[Stored items]
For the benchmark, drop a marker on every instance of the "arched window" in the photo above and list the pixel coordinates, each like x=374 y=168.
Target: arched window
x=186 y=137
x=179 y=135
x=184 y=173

▶ Exercise requirements
Reproduce every line of the material above, requests included, rescaling each pixel coordinate in the answers by 0.35. Round to whole numbers with halves going up, and leave every number in the requests unchanged.

▶ Full response
For the benchmark, drop a marker on every instance of the "arched window" in the photo above and list the pixel coordinates, each like x=374 y=168.
Target: arched window
x=65 y=48
x=63 y=47
x=64 y=61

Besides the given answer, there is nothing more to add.